[Pointing records for named objects]

# # # # #

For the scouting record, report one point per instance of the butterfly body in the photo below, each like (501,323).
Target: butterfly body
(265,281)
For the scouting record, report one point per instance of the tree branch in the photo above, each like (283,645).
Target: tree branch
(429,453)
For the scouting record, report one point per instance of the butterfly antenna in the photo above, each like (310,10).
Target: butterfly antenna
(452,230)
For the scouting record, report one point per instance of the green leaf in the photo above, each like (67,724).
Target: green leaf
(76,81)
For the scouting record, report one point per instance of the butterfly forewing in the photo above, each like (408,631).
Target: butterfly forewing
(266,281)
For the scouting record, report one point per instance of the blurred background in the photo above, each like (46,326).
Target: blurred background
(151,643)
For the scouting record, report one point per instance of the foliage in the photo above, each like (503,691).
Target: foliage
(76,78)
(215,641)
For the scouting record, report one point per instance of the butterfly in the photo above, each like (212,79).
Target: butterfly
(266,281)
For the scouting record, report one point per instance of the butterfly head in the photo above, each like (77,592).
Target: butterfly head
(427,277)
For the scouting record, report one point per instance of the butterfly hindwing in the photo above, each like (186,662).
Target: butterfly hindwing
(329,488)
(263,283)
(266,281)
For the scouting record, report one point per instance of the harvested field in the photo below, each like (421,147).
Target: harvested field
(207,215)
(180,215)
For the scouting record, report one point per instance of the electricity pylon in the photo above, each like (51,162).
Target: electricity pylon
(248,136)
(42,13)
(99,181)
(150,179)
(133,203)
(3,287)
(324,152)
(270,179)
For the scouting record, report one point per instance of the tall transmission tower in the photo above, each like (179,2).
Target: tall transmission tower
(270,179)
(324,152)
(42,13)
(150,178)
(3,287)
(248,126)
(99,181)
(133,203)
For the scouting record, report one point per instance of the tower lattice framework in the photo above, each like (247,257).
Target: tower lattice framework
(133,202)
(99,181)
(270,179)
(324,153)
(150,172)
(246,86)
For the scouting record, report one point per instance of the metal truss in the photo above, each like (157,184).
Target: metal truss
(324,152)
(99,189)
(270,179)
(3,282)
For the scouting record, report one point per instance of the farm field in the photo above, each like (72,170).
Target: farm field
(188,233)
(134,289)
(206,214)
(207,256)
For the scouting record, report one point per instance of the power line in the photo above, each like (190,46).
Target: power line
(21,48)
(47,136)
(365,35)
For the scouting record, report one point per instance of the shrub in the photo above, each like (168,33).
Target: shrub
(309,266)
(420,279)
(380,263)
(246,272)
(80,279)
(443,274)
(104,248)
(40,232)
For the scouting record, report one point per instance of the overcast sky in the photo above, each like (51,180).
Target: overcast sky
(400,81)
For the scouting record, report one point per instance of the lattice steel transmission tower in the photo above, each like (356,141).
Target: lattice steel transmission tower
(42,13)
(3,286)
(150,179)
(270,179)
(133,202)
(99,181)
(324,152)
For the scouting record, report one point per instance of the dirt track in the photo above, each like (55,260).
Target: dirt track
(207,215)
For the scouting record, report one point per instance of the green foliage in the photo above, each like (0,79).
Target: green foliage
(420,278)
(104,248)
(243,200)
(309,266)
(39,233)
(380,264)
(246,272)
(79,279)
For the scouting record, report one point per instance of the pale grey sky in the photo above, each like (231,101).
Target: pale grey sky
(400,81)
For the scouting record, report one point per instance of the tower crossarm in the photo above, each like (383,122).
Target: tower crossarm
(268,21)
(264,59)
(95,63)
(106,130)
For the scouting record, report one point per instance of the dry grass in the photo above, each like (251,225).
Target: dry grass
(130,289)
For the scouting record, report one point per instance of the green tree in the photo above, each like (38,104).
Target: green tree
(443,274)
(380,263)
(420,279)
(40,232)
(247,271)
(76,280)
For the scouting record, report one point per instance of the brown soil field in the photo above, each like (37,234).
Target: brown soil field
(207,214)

# # # # #

--- WRITTEN REQUEST ---
Turn all of the material above into a numbered list with one item per line, leaving out any blank lines.

--- ANSWER TO THIS PROBLEM ---
1. For the scouting record, report one point per instance of the butterfly body in the photo below, each like (501,323).
2. Target: butterfly body
3. (265,281)
4. For the scouting record, report one point per instance of the tree branch in the photo above, each like (283,645).
5. Target: tree branch
6. (429,453)
7. For the scouting record, report one point per instance of the butterfly antenna in the photo above, each like (310,10).
8. Target: butterfly antenna
9. (452,230)
10. For the scouting record, report one point per instance of the green leaf in the photo above, each like (67,724).
11. Target: green leaf
12. (76,81)
13. For the scouting record, report one point per instance of the butterfly forewing in the photo above, each like (408,631).
14. Target: butterfly forewing
15. (266,281)
16. For the scouting record, report one point per instance of the blurred background in the photo above, each like (46,326).
17. Target: blurred background
18. (151,643)
19. For the scouting record, report one point per instance of the foliage in the photo above, each like (503,691).
20. Target: foliage
21. (76,78)
22. (215,641)
23. For the scouting record, report one point per instance of the butterfly in the photo above, each like (212,79).
24. Target: butterfly
25. (266,281)
26. For the scouting record, report one point per instance of the butterfly head in the photo above, each like (77,592).
27. Target: butterfly head
28. (427,277)
29. For the scouting record, report one point per instance of the butterfly hindwing in the photo above, each like (186,662).
30. Target: butterfly hindwing
31. (329,488)
32. (263,283)
33. (266,281)
34. For the scouting record, report one point per instance of the harvested field in the photo below, each like (421,147).
35. Target: harvested field
36. (207,215)
37. (180,215)
38. For the scouting record, report one point per instance of the electricity pylon in the photo above, each like (51,162).
39. Target: electricity pylon
40. (248,136)
41. (42,13)
42. (99,181)
43. (150,179)
44. (133,203)
45. (3,287)
46. (324,152)
47. (270,179)
48. For the scouting record, report one point per instance of the tall transmission tower in the photo above, each like (179,2).
49. Target: tall transmission tower
50. (270,179)
51. (324,152)
52. (42,13)
53. (150,178)
54. (3,287)
55. (248,126)
56. (99,181)
57. (133,203)
58. For the scouting record, report one point per instance of the tower lattice framework in the photo above, each like (247,257).
59. Target: tower lattice framework
60. (133,202)
61. (99,181)
62. (270,179)
63. (324,153)
64. (150,172)
65. (246,86)
66. For the scouting record, report one point per instance of the metal truss in the photo above, each like (157,184).
67. Target: metal truss
68. (324,152)
69. (99,189)
70. (270,179)
71. (3,282)
72. For the scouting record, report one point per instance of the farm field in the photo above, each like (72,170).
73. Target: farm field
74. (188,233)
75. (134,289)
76. (206,214)
77. (207,256)
78. For the scouting record, report one point per instance of the power line in the photo above, each like (190,46).
79. Target: power line
80. (21,48)
81. (47,136)
82. (365,35)
83. For the scouting record, report one point per instance of the shrub in the photo above, each like (168,33).
84. Target: shrub
85. (309,266)
86. (420,279)
87. (380,263)
88. (246,272)
89. (80,279)
90. (443,274)
91. (104,248)
92. (40,232)
93. For the scouting record, report one point per instance of the overcast sky in the photo above, each like (51,180).
94. Target: overcast sky
95. (400,81)
96. For the scouting record, report one point per instance of the lattice steel transmission tower in the photo above, each like (356,141).
97. Target: lattice steel transmission tower
98. (42,13)
99. (3,286)
100. (150,179)
101. (270,179)
102. (133,202)
103. (99,181)
104. (324,152)
105. For the scouting record, report one point per instance of the dirt track in the photo above, each like (55,260).
106. Target: dirt track
107. (207,215)
108. For the scouting record, report one point per instance of the green foliage in the photo above, each like (0,79).
109. Target: green foliage
110. (420,278)
111. (104,248)
112. (243,200)
113. (309,266)
114. (39,233)
115. (380,264)
116. (246,272)
117. (79,279)
118. For the scouting record, report one point per instance of the pale grey sky in the photo above, each like (231,101).
119. Target: pale grey sky
120. (400,81)
121. For the scouting record, report one point per instance of the tower crossarm in the photo above, each like (383,122).
122. Target: tower crossarm
123. (268,21)
124. (264,59)
125. (95,63)
126. (106,130)
127. For the scouting record, report one point per instance of the dry grass in the photo above, each like (251,225).
128. Target: dry grass
129. (130,289)
130. For the scouting record, report one point per instance of the green tree in the photo above, each like (38,104).
131. Target: green tree
132. (443,274)
133. (380,263)
134. (420,279)
135. (40,232)
136. (247,271)
137. (76,280)
138. For the scouting record, report one point per instance of the brown soil field in the photo above, each like (37,234).
139. Target: brown soil field
140. (207,214)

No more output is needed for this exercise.